§ Your task: An exact copy of all the data below is required.

§ Working data:
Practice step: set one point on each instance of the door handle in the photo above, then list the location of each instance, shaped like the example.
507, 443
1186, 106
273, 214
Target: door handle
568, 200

§ Result for this task:
Practice step: set one point on each instance of the door handle in the photo above, then list the location of each instance, shaped like the example.
507, 443
1186, 106
273, 214
Target: door handle
568, 200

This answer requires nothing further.